What you should do: Below are some records; retype all of them exactly.

Excerpted data:
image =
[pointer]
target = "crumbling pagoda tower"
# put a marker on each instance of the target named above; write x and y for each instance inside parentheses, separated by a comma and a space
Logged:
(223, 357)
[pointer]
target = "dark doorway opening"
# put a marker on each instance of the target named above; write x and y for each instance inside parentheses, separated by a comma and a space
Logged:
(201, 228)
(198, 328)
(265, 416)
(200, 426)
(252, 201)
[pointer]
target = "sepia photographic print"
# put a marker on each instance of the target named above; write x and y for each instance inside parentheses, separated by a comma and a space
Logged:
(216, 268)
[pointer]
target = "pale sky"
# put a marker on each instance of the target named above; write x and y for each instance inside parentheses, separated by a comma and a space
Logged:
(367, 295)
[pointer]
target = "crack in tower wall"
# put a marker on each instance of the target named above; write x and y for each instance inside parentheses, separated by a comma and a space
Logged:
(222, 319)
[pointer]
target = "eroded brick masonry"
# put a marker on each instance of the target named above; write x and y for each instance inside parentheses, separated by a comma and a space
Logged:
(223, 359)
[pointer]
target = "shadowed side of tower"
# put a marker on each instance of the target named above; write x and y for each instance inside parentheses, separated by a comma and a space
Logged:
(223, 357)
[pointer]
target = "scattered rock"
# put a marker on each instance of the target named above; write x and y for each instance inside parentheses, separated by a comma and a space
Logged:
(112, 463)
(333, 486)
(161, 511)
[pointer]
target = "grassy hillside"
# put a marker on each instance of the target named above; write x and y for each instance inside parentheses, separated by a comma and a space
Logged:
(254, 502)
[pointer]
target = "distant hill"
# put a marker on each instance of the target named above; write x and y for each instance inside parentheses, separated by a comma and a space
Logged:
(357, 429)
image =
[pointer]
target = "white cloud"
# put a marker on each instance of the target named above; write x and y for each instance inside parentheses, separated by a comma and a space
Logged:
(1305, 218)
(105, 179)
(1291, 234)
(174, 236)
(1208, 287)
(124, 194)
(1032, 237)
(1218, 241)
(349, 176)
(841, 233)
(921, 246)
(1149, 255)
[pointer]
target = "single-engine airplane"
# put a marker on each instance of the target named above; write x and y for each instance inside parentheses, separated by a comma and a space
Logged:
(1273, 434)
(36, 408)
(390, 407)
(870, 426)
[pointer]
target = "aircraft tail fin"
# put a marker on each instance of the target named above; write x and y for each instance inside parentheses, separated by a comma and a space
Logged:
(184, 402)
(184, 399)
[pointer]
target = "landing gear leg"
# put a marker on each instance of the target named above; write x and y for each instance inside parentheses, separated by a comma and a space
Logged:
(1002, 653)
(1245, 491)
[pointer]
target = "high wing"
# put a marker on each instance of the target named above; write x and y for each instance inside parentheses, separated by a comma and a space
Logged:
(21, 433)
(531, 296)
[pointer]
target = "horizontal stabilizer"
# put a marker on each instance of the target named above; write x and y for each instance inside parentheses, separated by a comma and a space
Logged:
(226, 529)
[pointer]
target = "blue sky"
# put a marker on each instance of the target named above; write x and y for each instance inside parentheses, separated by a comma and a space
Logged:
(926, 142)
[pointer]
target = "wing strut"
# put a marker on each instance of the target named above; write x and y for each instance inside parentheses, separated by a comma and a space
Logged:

The result:
image =
[pointer]
target = "crumbling pagoda tower"
# put a marker on each instance of the target named above; write x and y for each instance inside parentheses, separated by a comma and a space
Logged:
(223, 357)
[pointer]
target = "dark doorway opening"
# put a marker on each instance of the target named above; write x and y for each instance inside parentheses, separated by a comma and a space
Logged:
(201, 228)
(198, 328)
(265, 416)
(200, 426)
(252, 201)
[pointer]
target = "sepia photographic print"
# put a marker on each instance of the target named above; write x and y for each instance inside parentheses, separated by a comma and a space
Logged:
(216, 268)
[pointer]
target = "pale sky"
# put a marker on each instance of the target named above; write x and y for each instance inside parentheses, separated by a comma and a space
Logged:
(367, 295)
[pointer]
target = "crack in tower wall"
# put a marker on each instance of the target named above; write x and y for each instance inside parentheses, separated by a comma and a space
Logged:
(222, 319)
[pointer]
target = "eroded brick masonry"
# put a marker on each instance of the target named above; write x and y for each instance inside parentheses, separated by a comma and a space
Logged:
(223, 359)
[pointer]
target = "shadowed side of tower"
# put a marker on each instance of the target named above; write x and y for each instance inside parentheses, separated by a comma and a space
Logged:
(223, 357)
[pointer]
target = "scattered rock"
# put a marker on each instance of the target named above; write x and y for each instance inside parentheses, separated by a comma and a space
Logged:
(112, 463)
(333, 486)
(161, 511)
[pointer]
target = "grassy hillside"
# put a marker on each instance of the target named above; write x and y for each instance inside parentheses, separated by a comma and a space
Logged:
(254, 502)
[pointer]
target = "distant hill"
# put a marker on each instance of the target named above; write x and y for each instance inside parentheses, separated by a comma and a space
Logged:
(357, 429)
image =
[pointer]
target = "white cloud"
# put a marker on each instance of the target named above; write x and y for each instance inside parentheses, separated by a comma and a space
Logged:
(1305, 218)
(105, 179)
(1291, 234)
(174, 236)
(1208, 287)
(124, 194)
(1032, 237)
(1218, 241)
(349, 176)
(841, 233)
(921, 246)
(1149, 255)
[pointer]
target = "single-engine airplane"
# put a marker on each instance of the target named above; write x and y for each instance inside parentheses, separated by a comma and a space
Logged:
(1273, 434)
(36, 408)
(390, 407)
(870, 426)
[pointer]
target = "aircraft tail fin"
# put a marker on each instance of the target named above; write x and y for each instance inside parentheses, separated by a comma and a space
Logged:
(184, 402)
(184, 399)
[pointer]
target = "landing gear leg"
# put a marker on each instance of the target named above; write x and y for each instance inside parentheses, separated by a comma and a space
Logged:
(1002, 653)
(1245, 491)
[pointer]
target = "high wing"
# put a marker on each instance of the target named above; write x and y for each instance inside parentheses, separated by a comma and a space
Logged:
(21, 433)
(531, 296)
[pointer]
target = "horizontal stabilizer"
# put a marker on each instance of the target named above; write x and y for each instance inside parentheses, separated by a comma and a space
Logged:
(226, 529)
[pointer]
target = "blue sky"
# put a marker on each instance of the target named above; write x and y for each instance inside parentheses, separated by a comma and a space
Logged:
(926, 142)
[pointer]
target = "wing strut"
# put a marker on each instance of the target named above; write x and y for each instance inside parentheses, separated by a comma and a space
Logged:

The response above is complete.